*Tarea a realizar*. Copia literalmente el pasaje del fragmento sobre Belmondo y Delon que va de «Era claro, sin» a «le debía todo.».

*Fragmento proporcionado*.
· · · · ·
Pero un año antes de Godard pasó algo importante para la carrera de Belmondo, aunque él todavía no lo supiera. En 1957 actuó en un papel secundario en el filme de Marc Allégret, Sé bonita y cállate (Sois belle et tais-toi). El otro actor secundario era Alain Delon. Ahora todos ya sabemos lo que pasó: cómo uno se transformó en contrafigura del otro y ambos en «los novios de Marianne»,2 denominación que se hacía cargo de su condición de símbolos de la masculinidad francesa y de la devoción del pueblo por ellos. Uno frío, distante, serio, guapo; el otro feo, simpático, entrador y risueño. Pero los dos eran más parecidos que diferentes, continuaban el legado de Jean Gabin y de esa tradición francesa de criminales simpáticos amados por las mujeres. Curiosamente, del mismo modo que Belmondo tuvo su bautismo de calidad de la mano de Godard, Delon lo tuvo con René Clément y Visconti, aunque luego ambos actores se despegarían hacia la repetición de fórmulas exitosas que intercambiaban los mismos ingredientes, ya fueran gangsteriles o policiales, con más o menos aventura y comedia, pero siempre con ellos, juntos o separados, como eje magnético del filme.
Era claro, sin embargo, que lo que hacían era alejarse a pasos agigantados del héroe atormentado y neurótico del cine arte que tan bien le calzaba a Jean-Pierre Léaud. En el caso de Belmondo, aun en los filmes que hizo con Godard, la tragedia está matizada por un toque de comedia: el héroe ironiza hasta en el momento de su muerte. Pero lo cierto es que la imagen extracinematográfica de Belmondo y Delon casaba muy bien con la que proyectaban en la pantalla: playboys, aficionados al deporte (de hecho, Belmondo financió al Paris Saint Germain en sus comienzos), eternamente bronceados, flanqueados por autos y mujeres hermosas, incluso, en el caso de Belmondo, haciendo ostensible que no usaba dobles para las escenas riesgosas porque su vitalidad quedaba en primer plano, demostrando su autenticidad y, sobre todo, hasta qué punto era capaz de jugársela por ese público al que le debía todo.
· · · · ·
*Registros extraídos*.
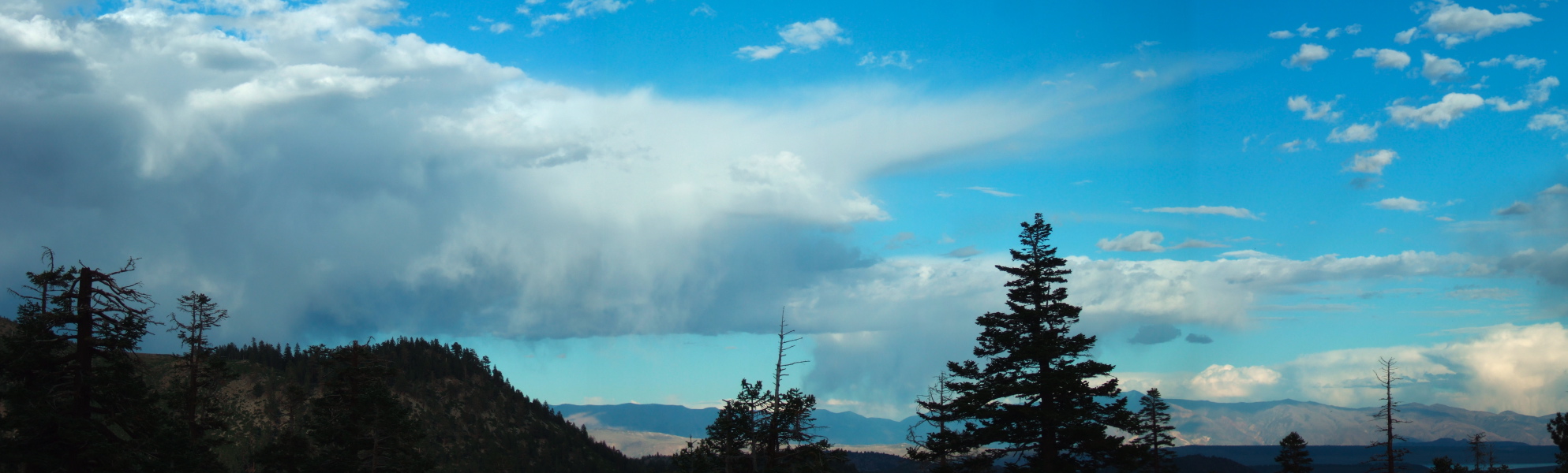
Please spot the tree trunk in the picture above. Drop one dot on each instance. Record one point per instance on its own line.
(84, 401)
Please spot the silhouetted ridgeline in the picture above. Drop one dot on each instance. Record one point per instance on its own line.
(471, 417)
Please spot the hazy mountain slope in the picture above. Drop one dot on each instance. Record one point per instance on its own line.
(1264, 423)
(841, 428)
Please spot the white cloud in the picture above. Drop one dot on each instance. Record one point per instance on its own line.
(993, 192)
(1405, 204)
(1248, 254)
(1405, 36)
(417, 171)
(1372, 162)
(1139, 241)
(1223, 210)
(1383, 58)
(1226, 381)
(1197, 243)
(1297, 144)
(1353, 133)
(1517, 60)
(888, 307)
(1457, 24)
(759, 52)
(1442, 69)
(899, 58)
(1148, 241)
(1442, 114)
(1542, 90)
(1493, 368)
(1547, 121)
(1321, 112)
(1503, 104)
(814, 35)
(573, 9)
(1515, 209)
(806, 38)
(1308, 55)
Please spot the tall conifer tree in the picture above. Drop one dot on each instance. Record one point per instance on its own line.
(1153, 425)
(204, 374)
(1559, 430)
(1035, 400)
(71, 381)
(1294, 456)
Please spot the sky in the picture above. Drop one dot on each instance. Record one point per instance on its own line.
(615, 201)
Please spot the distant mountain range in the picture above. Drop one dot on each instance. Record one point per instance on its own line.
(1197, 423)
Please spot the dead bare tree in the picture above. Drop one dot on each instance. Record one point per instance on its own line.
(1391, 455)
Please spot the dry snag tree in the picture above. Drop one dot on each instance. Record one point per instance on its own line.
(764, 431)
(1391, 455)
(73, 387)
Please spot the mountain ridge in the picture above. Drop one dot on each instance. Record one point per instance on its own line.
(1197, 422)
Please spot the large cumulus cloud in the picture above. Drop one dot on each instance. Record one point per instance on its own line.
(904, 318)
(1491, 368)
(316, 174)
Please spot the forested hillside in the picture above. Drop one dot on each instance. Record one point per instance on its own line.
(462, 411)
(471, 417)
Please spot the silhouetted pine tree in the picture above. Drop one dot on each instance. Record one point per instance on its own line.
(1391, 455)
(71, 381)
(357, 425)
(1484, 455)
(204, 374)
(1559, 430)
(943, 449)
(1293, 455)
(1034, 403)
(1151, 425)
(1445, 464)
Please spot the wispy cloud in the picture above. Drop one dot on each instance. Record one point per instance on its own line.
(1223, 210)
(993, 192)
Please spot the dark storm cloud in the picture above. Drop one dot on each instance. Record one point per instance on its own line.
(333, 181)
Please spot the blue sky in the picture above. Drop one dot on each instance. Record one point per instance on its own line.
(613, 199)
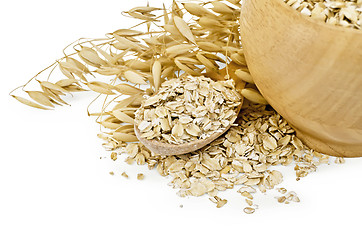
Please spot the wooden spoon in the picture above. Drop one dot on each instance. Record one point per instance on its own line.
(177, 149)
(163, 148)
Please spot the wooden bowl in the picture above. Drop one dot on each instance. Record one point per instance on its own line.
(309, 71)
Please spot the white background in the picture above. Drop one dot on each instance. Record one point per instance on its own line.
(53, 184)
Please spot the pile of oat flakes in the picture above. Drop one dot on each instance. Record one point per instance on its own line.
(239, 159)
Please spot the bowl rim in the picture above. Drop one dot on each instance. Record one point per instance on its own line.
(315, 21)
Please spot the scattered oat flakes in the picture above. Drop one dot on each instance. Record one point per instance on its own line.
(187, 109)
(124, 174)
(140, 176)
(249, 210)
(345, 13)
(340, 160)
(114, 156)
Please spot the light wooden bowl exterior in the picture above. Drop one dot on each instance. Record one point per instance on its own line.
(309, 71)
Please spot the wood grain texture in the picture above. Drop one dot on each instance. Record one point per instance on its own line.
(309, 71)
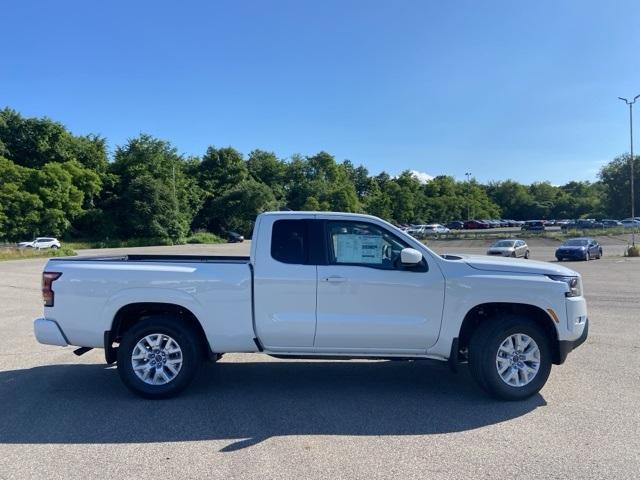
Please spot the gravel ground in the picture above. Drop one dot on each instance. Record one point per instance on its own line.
· · · · ·
*Tu respuesta*.
Era claro, sin embargo, que lo que hacían era alejarse a pasos agigantados del héroe atormentado y neurótico del cine arte que tan bien le calzaba a Jean-Pierre Léaud. En el caso de Belmondo, aun en los filmes que hizo con Godard, la tragedia está matizada por un toque de comedia: el héroe ironiza hasta en el momento de su muerte. Pero lo cierto es que la imagen extracinematográfica de Belmondo y Delon casaba muy bien con la que proyectaban en la pantalla: playboys, aficionados al deporte (de hecho, Belmondo financió al Paris Saint Germain en sus comienzos), eternamente bronceados, flanqueados por autos y mujeres hermosas, incluso, en el caso de Belmondo, haciendo ostensible que no usaba dobles para las escenas riesgosas porque su vitalidad quedaba en primer plano, demostrando su autenticidad y, sobre todo, hasta qué punto era capaz de jugársela por ese público al que le debía todo.